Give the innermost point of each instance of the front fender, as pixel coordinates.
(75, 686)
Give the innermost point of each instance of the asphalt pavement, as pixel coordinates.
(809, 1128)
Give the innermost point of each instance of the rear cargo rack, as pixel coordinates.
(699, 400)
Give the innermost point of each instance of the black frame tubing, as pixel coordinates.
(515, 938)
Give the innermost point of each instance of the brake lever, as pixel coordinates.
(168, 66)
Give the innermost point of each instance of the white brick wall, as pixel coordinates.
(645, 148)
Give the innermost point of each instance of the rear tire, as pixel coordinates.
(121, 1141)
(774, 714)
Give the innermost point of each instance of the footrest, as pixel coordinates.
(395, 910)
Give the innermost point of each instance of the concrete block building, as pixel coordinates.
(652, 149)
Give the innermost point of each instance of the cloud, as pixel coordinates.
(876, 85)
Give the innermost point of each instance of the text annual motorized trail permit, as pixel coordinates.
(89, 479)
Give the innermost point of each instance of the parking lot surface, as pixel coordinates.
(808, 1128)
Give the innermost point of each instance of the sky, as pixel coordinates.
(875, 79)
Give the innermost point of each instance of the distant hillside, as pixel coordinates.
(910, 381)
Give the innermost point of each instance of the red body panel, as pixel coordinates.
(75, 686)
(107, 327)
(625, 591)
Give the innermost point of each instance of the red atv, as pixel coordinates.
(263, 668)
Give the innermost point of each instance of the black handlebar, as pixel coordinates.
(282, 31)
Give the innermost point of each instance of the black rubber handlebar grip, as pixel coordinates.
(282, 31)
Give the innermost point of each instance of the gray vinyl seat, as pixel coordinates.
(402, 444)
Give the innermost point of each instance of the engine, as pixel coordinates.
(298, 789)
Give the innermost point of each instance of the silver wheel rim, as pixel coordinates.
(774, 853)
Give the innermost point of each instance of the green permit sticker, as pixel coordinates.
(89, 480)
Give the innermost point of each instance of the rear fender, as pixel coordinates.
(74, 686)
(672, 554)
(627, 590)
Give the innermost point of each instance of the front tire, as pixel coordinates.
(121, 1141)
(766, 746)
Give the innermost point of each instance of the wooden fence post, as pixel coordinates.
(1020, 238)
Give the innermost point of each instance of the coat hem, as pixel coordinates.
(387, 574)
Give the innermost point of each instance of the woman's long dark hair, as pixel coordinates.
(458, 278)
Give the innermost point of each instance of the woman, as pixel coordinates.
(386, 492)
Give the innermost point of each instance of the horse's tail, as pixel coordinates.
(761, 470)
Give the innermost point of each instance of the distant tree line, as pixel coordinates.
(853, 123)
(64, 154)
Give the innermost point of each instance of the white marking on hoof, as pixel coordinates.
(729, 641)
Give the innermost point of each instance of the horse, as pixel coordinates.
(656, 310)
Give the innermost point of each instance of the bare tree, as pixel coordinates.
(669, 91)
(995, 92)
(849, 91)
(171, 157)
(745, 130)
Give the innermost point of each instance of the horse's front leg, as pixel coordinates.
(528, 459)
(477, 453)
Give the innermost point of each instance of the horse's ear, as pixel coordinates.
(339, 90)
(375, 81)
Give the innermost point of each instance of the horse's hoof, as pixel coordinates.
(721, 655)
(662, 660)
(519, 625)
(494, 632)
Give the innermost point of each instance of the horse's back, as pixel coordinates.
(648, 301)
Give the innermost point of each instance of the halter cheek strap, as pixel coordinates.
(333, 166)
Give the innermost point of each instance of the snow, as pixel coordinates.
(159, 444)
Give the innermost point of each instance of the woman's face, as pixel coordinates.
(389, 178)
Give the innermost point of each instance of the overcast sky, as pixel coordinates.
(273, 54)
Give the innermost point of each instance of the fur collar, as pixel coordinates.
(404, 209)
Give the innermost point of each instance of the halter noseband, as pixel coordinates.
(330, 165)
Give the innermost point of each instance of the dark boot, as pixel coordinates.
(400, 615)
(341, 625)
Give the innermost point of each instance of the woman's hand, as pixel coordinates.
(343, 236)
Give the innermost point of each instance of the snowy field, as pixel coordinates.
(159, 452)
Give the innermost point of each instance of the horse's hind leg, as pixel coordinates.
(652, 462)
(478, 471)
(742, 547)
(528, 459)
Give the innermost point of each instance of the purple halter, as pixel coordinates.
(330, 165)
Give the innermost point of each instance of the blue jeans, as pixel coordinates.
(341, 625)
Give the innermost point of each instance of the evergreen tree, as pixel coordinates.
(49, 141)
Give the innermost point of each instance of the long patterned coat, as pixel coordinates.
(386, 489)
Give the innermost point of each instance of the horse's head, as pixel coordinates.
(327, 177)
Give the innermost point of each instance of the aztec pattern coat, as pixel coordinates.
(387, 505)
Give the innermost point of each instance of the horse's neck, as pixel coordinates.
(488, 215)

※ ※ ※

All of the records above are to be set down again exactly.

### WRITTEN RESPONSE:
Give the innermost point of each instance of the front fender, as pixel coordinates.
(75, 686)
Give the innermost point of each instance of the asphalt pavement, as pixel coordinates.
(809, 1128)
Give the innermost point of each instance of the rear cargo rack, as pixel coordinates.
(699, 400)
Give the innermost point of each instance of the black frame tubing, as pixel coordinates.
(515, 938)
Give the innermost point of each instance of the brake lever, as pixel coordinates.
(168, 66)
Give the innermost point of each instance of the white brick wall, as pixel coordinates.
(645, 148)
Give the innermost point of each instance of the rear tire, as pixel coordinates.
(121, 1141)
(774, 714)
Give the innermost point of each instance of the footrest, as pixel coordinates.
(395, 910)
Give the innermost point of each instance of the concrete block building, as pixel coordinates.
(652, 149)
Give the innermost point of each instance of the cloud, as pixel coordinates.
(876, 85)
Give the innermost point of each instance of the text annual motorized trail permit, as pixel coordinates.
(89, 479)
Give the innermost point of each instance of the parking lot surface, as pixel coordinates.
(808, 1128)
Give the innermost point of each instance of the sky, as pixel coordinates.
(875, 79)
Give the innermost point of each instance of the distant hillside, as pixel coordinates.
(910, 381)
Give the innermost point of each instance of the red body panel, as pixel coordinates.
(75, 686)
(107, 327)
(625, 591)
Give the innermost point of each instance of the red atv, as pixel coordinates.
(263, 668)
Give the innermost point of each instance of the black handlebar, as pixel coordinates.
(282, 31)
Give the innermost point of each instance of the black rubber handlebar grip, as pixel coordinates.
(282, 31)
Give the innermost point of each instance of the gray vinyl seat, as pixel coordinates.
(402, 444)
Give the innermost point of each instance of the engine, as pixel coordinates.
(298, 789)
Give the innermost point of each instance of the silver wheel rim, as pixel coordinates.
(774, 853)
Give the innermost point of each instance of the green permit sticker, as pixel coordinates.
(89, 480)
Give the innermost point of each instance of the rear fender, as pixel coordinates.
(74, 686)
(672, 554)
(627, 590)
Give the innermost point of each instance of the front tire, as pixel coordinates.
(121, 1141)
(766, 746)
Give the innermost point of each instance of the wooden fence post, as pixel coordinates.
(1020, 238)
Give the innermost point of each instance of the coat hem, as pixel coordinates.
(387, 574)
Give the innermost point of each instance of the woman's long dark hair, as pixel coordinates.
(458, 278)
Give the innermost point of each instance of the woman, as pixel coordinates.
(386, 492)
Give the innermost point of each instance of the horse's tail, as pixel coordinates.
(761, 470)
Give the innermost point of each instance of the distant tree line, as pixel coordinates.
(853, 123)
(64, 154)
Give the innermost point of each instance of the white marking on hoof, as pixel coordinates.
(729, 641)
Give the innermost point of each instance of the horse, as pixel coordinates.
(656, 310)
Give the innermost point of each instance of the bare tree, as pixel coordinates.
(669, 91)
(995, 92)
(849, 91)
(171, 157)
(745, 130)
Give the innermost point of each instance of the horse's front leg, as pixel coordinates.
(528, 459)
(477, 453)
Give the innermost point of each instance of the horse's ear, as pixel coordinates.
(339, 90)
(375, 81)
Give the innermost point of each instance of the horse's hoof, as pixel coordinates.
(721, 655)
(662, 660)
(519, 625)
(494, 632)
Give the innermost point of each instance of the horse's back, as pixel coordinates.
(648, 301)
Give the innermost point of each instance of the halter cheek strap, as pixel coordinates.
(333, 166)
Give the innermost point of each instance of the snow, as pixel coordinates.
(159, 444)
Give the innermost point of each instance of the woman's face, as pixel coordinates.
(389, 178)
Give the innermost point of each instance of the overcast sky, as pixel coordinates.
(273, 54)
Give the innermost point of each instance of the fur collar, as pixel coordinates.
(404, 209)
Give the innermost point of each instance of the halter noseband, as pixel coordinates.
(330, 165)
Give the innermost point of each instance of the dark boot, as pixel coordinates.
(400, 615)
(341, 625)
Give the innermost point of each instance of the woman's hand, as pixel coordinates.
(343, 236)
Give the innermost point of each instance of the snowy field, as pixel coordinates.
(159, 452)
Give the innermost point of each instance of the horse's hind leg, as pixel coordinates.
(652, 462)
(478, 471)
(742, 547)
(528, 459)
Give the innermost point of each instance of the purple halter, as pixel coordinates.
(330, 165)
Give the innermost point of each instance of the blue jeans, as pixel coordinates.
(341, 625)
Give the innermost point of each instance of the evergreen tree, as pixel coordinates.
(49, 141)
Give the innermost point of each instance of the long patterned coat, as pixel coordinates.
(386, 489)
Give the innermost point of each instance of the horse's head, as pixel coordinates.
(327, 177)
Give the innermost point of each instance of the aztec pattern coat, as pixel coordinates.
(387, 505)
Give the innermost point of each instance of the horse's neck, as pixel coordinates.
(488, 215)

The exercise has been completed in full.